TEXTE SOURCE
- - -

L’ex-Premier ministre publie un petit opus dans lequel il tord le cou aux contrevérités énoncées par Eric Zemmour et demande aux républicains des deux rives de réagir.
Politiquement, que restera-t-il de l’année 2021 en 2022 ? Sans faire preuve d’une audace excessive, on peut parier que la campagne présidentielle entamée dès l’été dernier accouchera d’un(e) président(e) de la République en avril prochain. On peut aussi considérer qu’un courant de pensée a émergé et perdurera au moins une partie de l’année 2022 : le zemmourisme. C’est une nouveauté, une façon de tordre l’Histoire, de falsifier les chiffres et d’agiter les craintes des uns pour intensifier la peur de l’autre. « Le zemmourisme est un antihumanisme », cingle Manuel Valls.

- - -

QUESTIONS D'ÉTUDE
**1.** Selon le texte source, les affirmations (a), (b) et (c) sont-elles exactes ? Répondez par oui ou non et citez les mots du texte qui tranchent.
(a) L'ex-Premier ministre publie un gros ouvrage.
(b) La campagne présidentielle a commencé dès l'été dernier.
(c) Manuel Valls qualifie le zemmourisme d'humanisme.
**2.** Répondez à ces questions à partir du texte source.
(a) À qui l'ex-Premier ministre demande-t-il de réagir ?
(b) À quel moment la campagne doit-elle aboutir à l'élection d'un(e) président(e) de la République ?
(c) Quel courant de pensée a émergé ?
Les lignes n'ont aucun rôle dans ce travail.

Données d'ancrage d'expressions

- - -

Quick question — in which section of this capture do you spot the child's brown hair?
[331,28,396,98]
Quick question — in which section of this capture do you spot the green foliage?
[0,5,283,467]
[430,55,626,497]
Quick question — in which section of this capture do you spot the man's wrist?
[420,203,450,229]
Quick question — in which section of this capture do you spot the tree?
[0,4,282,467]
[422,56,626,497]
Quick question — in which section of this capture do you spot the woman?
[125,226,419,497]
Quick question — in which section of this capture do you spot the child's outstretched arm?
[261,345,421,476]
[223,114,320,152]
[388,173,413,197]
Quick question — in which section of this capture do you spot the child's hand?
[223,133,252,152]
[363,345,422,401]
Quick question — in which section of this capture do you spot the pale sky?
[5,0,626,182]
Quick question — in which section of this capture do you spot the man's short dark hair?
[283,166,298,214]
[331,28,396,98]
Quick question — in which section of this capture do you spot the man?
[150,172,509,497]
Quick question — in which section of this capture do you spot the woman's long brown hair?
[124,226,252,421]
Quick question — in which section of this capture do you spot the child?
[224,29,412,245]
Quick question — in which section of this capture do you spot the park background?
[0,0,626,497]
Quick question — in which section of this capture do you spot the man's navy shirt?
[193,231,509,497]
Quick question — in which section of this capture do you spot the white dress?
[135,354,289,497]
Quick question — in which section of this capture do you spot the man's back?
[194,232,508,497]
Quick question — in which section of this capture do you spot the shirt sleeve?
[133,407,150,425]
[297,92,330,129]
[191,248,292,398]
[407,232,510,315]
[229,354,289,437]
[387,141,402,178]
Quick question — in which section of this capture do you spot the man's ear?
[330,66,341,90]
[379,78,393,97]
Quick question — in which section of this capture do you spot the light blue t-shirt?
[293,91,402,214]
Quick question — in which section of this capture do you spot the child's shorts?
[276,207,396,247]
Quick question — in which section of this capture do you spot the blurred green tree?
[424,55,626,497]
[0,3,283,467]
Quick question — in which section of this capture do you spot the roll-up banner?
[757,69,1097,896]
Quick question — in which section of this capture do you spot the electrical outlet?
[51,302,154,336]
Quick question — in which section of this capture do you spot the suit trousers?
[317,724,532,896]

- - -

CORRIGÉ DES EXERCICES
**1.**
(a) Non : « publie un petit opus ».
(b) Oui : « la campagne présidentielle entamée dès l’été dernier ».
(c) Non : « Le zemmourisme est un antihumanisme ».

**2.**
(a) Aux républicains des deux rives.
(b) En avril prochain.
(c) Le zemmourisme.